TASKS AND EXERCISES >>
A - In the comment about a parent's drinking below, how old was the writer during the year of the mother's steady decline?
B - Please continue the comment about a parent's drinking below, starting after its final sentence.

GIVEN TEXT >>
++++++++++

You are moving along pretty well in this painful process. God, how badly it must hurt to have this happen to a child. In my case, it was my mother (my father just dropped out when I was born and alcohol took over HIS life.) But there's a similar modality: at age 11-12 I endured a solid year of my mother's steady decline from bad to extremely bad before I felt that I was justified in running away from home. In my case she had to go on a bender for a solid week, missing work entirely, both waking up and going to bed drunk, utterly unpredictable in her behavior, before I felt that maybe it was ok for me to take care of myself instead of her. It's a shitty lesson to learn when you're a kid, but maybe it's better learned as a kid than as a parent.

In my view, you are perhaps at 1.5 on a progression from 0 to 10. You are talking to your son hopefully about how your current stance is going to help him to progress in a healthy direction. Look, this hurts, but your current stance is helping YOU to progress, not David. He's on his own path and you have less and less to do with it every day. My unasked-for advice is to prepare yourself for the worst. Get ready to let go. REALLY let go. It's out of your hands at this point. I know I'm not the first to tell you this. I'm sorry. So, so sorry.

Hold on to every source of support you can. I wouldn't be here today if not for all the healthy, caring, dependable people who looked out for me when I was lost. Bless you. All strength to you.
Bravo. Sometimes, this kind of stuff has to be done to get someone back on the good road.

++++++++++

DATASET RECORDS >>
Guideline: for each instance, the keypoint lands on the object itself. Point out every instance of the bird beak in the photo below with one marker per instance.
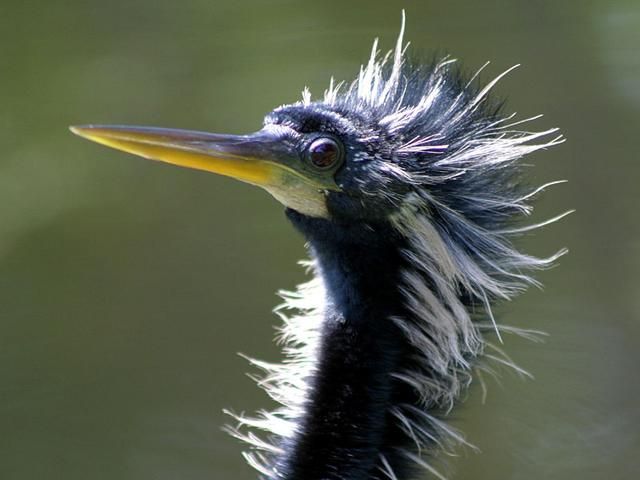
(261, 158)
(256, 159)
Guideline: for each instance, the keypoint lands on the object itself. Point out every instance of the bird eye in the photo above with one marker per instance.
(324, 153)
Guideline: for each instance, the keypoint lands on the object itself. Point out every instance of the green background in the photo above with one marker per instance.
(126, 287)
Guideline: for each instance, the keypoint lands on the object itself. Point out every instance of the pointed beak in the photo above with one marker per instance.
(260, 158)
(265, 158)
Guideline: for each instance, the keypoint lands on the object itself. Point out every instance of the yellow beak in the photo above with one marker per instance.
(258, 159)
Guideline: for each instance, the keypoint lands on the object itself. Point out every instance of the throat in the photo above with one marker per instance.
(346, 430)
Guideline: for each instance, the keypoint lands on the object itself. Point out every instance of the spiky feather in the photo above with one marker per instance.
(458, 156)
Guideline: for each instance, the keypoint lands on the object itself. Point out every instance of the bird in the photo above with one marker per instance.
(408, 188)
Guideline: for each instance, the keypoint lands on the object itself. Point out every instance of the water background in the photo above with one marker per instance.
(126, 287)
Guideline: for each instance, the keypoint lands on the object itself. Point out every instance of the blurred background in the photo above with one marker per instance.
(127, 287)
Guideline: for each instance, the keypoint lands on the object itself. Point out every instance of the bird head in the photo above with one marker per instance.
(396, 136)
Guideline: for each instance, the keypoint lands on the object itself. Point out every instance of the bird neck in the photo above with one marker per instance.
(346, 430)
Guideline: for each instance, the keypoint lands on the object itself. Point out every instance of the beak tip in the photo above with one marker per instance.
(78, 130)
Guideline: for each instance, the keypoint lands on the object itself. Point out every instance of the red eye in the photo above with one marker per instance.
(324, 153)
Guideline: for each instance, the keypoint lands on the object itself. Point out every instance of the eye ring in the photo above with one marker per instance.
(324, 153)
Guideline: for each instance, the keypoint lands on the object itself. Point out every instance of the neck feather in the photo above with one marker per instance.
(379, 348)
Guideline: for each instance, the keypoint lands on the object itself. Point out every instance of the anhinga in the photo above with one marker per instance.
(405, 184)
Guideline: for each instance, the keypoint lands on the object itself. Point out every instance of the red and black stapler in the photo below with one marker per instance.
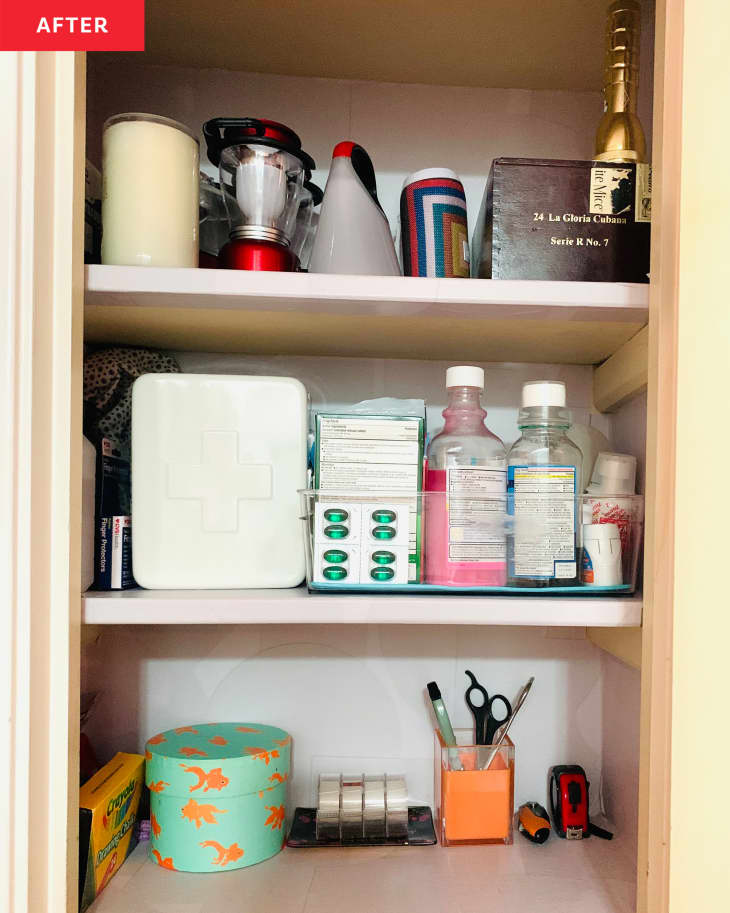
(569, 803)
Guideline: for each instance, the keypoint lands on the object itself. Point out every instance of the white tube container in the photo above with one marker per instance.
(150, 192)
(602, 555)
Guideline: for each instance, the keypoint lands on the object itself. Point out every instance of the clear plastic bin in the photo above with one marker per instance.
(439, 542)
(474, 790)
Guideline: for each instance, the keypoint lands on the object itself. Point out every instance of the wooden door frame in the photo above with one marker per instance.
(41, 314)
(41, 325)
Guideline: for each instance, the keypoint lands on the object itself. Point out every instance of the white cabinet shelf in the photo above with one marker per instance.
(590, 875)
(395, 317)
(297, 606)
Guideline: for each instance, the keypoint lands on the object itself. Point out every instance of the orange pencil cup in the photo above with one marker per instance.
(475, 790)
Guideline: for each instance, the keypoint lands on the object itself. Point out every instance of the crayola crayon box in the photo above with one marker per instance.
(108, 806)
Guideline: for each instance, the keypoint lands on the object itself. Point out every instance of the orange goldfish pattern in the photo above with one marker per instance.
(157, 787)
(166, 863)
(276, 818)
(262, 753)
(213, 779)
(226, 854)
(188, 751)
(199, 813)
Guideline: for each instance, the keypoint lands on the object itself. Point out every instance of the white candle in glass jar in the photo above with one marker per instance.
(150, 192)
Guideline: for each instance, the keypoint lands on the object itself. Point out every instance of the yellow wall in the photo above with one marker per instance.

++++++++++

RESULTS IN ORDER >>
A - 11-12

B -
Tough Love is the hardest thing to do, but it is the best thing for your son. Just know that you are doing him a huge favor by not being that cushion to fall back on. The only way he will learn from his mistakes is to face them head on ALONE. I know it is hard for you and your husband. Trust me I have been on both sides of the fence with this one, dealing with addicts and being an addict myself. You did good by writing the letter, because like you said you can control your emotions and you won't back out of your word. I wish you and your family the best of luck and send lots of love and prayers your way.. If you need a friend I am not that far away... here on OS and in MO. {{HUGS}}
Patricia - This is a splendid letter. You didn't waver at all in your convictions and the tone of your letter is both tough and loving. I've walked the same path with both of my sons and I've made plenty of mistakes and done a few things right. What you have done with this letter is the right thing for BOTH of you - for you and your son.
As mothers, we want so badly to make things right for our children. We want to protect them from the consequences of their actions. It's our nature to do that - it's how God made us. Stepping back to let them suffer the consequences of their own actions is one of the most difficult things we ever have to do as a mother. You are a strong, wise mother and I applaud you for taking this step. It is never easy and only another mother can truly understand how difficult it is.
Feel good about this. It's the right thing. To steal a phrase from Verbal Remedy, "Let Go and Let God."
(((Hugs)))
I think it's important to lay out the rules and have all parties sign.

I also want to suggest that you continue to help him in some ways if he has been behaving well. Obviously, don't cover his tracks when and if he drinks and makes himself more trouble, but if he is sober and needs a ride to work, for example, it might be best to do it.

Otherwise, it will be seen as punitive, and punishment tends to serve the addiction. "My mom doesn't care if I try to do things right; it's all about making me hurt more." That kind of thinking is a powerful motivator to drink.

You don't want to "bankrupt" him, and by that I mean you don't want to take everything away so that it doesn't matter much whether he tries to do better. If there's nothing to earn back, why try?

So I would suggest not bailing him out, not calling his boss if he's too hungover to work, etc. But do reinforce his appropriate behavior. If he goes to work, or if he stays sober for a period of time, make his favorite meal, or go play miniature golf together.

If he screws up, get out your contract and tell him he agreed to the rules and now you must follow through. Be direct and matter-of-fact about it. It's not punishment; rather, it is a learning tool.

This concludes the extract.